• **Goal of the exercise**:
How many lines in the records below contain the word "excavator"? Reply with the number only.

Stored entries
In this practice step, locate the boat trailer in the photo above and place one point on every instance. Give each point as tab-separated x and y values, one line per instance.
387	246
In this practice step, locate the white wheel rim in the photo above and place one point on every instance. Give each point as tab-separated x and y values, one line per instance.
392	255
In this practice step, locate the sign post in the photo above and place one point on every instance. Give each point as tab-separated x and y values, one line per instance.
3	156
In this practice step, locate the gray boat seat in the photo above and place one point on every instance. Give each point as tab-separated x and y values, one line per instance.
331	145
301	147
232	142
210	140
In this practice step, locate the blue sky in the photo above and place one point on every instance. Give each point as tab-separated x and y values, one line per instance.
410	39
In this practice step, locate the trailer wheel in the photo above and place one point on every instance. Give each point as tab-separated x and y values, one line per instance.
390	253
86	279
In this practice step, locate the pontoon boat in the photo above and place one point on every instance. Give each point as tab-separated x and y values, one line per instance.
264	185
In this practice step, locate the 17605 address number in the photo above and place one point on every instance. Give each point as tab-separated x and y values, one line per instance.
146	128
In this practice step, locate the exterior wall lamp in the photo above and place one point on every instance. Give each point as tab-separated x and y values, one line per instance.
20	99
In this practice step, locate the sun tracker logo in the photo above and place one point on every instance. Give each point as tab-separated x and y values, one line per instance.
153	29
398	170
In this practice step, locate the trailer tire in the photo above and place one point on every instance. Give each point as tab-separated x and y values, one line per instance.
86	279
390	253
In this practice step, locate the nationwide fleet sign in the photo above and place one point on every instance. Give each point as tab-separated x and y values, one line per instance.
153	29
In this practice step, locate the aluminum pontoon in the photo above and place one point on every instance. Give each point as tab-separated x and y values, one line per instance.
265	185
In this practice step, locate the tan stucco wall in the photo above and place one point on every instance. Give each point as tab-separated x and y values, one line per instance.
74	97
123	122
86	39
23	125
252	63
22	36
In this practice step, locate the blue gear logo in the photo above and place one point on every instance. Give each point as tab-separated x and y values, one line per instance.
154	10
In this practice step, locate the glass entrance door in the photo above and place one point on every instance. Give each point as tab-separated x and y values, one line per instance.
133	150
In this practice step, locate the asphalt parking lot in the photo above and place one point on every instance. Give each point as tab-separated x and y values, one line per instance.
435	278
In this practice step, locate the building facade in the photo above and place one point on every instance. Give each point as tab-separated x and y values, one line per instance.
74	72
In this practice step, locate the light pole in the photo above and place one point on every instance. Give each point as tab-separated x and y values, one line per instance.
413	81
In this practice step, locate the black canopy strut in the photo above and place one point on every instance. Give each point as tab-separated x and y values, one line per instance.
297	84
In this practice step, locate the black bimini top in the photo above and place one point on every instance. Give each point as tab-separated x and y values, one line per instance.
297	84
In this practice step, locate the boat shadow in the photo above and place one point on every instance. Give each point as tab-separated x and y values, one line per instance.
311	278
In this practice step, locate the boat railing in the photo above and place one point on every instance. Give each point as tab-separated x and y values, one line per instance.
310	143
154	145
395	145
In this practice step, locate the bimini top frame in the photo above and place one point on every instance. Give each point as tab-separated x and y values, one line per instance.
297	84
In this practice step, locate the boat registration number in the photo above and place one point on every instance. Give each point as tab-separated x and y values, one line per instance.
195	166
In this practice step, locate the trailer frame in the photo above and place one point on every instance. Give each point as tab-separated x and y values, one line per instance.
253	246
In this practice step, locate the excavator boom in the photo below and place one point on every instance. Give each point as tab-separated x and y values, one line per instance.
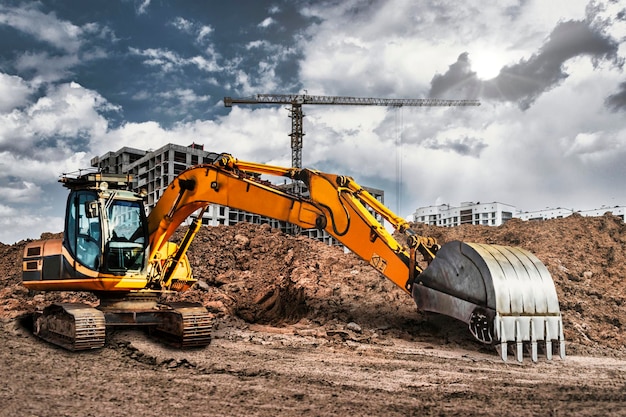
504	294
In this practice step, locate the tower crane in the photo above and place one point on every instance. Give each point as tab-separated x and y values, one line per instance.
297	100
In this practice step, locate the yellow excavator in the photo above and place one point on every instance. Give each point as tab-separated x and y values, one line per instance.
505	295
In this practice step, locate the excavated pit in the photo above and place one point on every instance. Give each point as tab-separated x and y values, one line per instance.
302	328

--

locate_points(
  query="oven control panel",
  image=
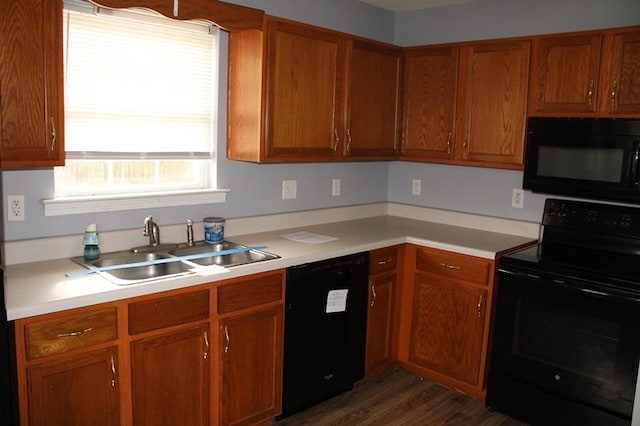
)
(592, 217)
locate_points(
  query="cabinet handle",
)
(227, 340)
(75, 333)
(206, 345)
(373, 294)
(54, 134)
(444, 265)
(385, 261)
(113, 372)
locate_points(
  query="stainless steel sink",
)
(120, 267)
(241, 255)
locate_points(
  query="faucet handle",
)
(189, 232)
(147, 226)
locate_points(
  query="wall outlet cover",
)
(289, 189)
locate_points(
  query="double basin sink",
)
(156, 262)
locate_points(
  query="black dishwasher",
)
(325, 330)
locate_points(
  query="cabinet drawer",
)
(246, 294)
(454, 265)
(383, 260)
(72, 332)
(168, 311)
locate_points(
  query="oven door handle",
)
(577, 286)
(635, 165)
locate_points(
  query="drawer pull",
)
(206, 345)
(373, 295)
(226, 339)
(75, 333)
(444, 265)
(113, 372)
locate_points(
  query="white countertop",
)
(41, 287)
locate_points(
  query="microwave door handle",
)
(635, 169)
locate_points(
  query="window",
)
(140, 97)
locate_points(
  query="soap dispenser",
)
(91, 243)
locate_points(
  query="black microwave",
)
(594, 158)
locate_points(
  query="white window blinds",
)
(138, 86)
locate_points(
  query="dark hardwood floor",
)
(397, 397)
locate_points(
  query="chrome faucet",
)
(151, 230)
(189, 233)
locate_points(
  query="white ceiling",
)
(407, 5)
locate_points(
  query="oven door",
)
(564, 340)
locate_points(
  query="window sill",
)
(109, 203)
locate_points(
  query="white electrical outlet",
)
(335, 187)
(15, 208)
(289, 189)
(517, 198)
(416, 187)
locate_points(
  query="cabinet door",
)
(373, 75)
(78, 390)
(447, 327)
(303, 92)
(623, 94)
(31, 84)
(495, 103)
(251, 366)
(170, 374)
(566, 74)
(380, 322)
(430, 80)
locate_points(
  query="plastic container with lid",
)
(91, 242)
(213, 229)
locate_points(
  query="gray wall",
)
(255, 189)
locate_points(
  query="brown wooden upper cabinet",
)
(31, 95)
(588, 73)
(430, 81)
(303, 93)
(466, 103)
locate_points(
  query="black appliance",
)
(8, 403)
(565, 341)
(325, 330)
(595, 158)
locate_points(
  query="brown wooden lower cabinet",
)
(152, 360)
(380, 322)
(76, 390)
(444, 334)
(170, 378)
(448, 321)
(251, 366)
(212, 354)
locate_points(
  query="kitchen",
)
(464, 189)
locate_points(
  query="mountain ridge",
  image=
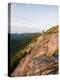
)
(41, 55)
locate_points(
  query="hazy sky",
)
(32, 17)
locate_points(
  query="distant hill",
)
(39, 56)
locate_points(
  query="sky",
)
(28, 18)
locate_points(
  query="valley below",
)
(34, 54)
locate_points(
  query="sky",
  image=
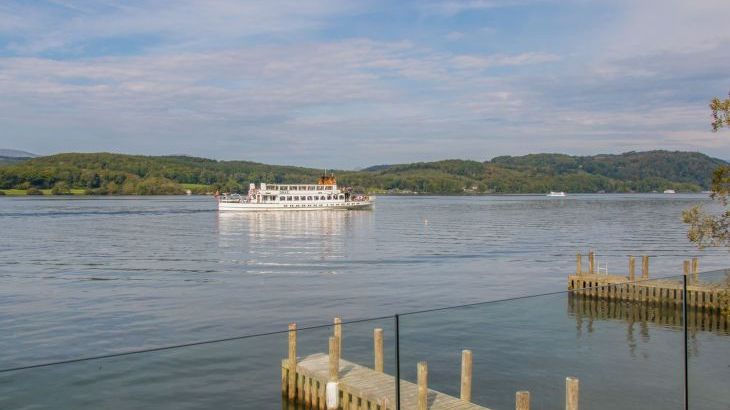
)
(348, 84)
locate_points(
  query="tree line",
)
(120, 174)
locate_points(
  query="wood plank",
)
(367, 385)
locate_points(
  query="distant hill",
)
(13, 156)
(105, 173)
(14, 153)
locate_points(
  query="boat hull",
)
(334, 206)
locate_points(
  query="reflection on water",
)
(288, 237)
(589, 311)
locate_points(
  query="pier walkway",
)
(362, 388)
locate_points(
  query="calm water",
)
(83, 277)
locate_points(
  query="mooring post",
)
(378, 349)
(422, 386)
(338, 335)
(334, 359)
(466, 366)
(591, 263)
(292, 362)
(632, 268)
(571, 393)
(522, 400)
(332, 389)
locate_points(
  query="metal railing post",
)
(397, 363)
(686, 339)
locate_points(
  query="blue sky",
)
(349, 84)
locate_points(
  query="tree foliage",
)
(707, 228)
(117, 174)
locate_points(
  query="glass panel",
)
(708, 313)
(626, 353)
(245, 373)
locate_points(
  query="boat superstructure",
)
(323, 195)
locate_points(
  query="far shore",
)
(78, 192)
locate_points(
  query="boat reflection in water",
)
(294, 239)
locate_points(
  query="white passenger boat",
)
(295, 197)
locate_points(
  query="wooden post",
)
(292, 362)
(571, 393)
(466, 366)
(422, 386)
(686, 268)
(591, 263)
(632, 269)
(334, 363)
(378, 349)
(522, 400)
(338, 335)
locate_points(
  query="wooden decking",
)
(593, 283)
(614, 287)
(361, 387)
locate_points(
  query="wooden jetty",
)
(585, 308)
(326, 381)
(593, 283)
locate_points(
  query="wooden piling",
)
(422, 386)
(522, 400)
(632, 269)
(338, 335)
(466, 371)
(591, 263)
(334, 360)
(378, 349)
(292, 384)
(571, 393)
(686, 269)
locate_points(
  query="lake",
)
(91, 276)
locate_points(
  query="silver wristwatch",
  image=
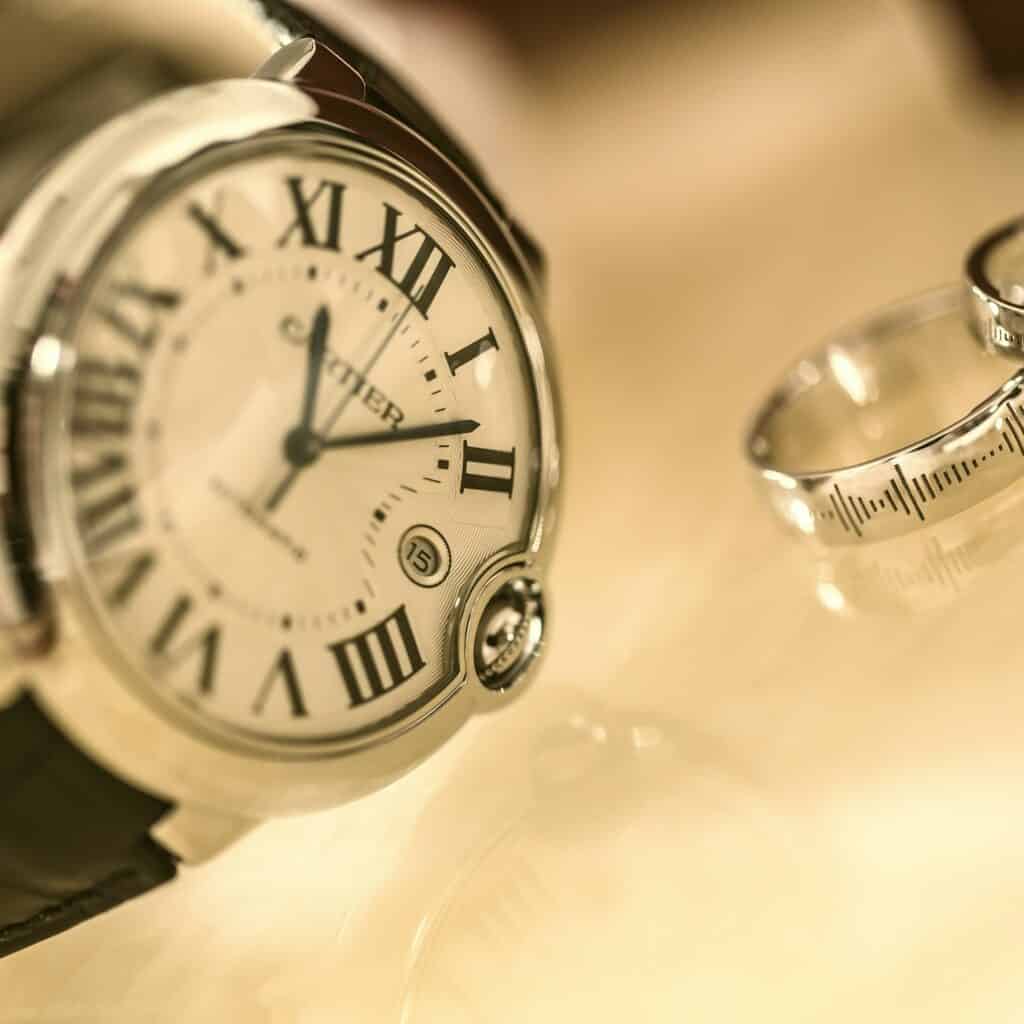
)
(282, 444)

• **Result for this exercise**:
2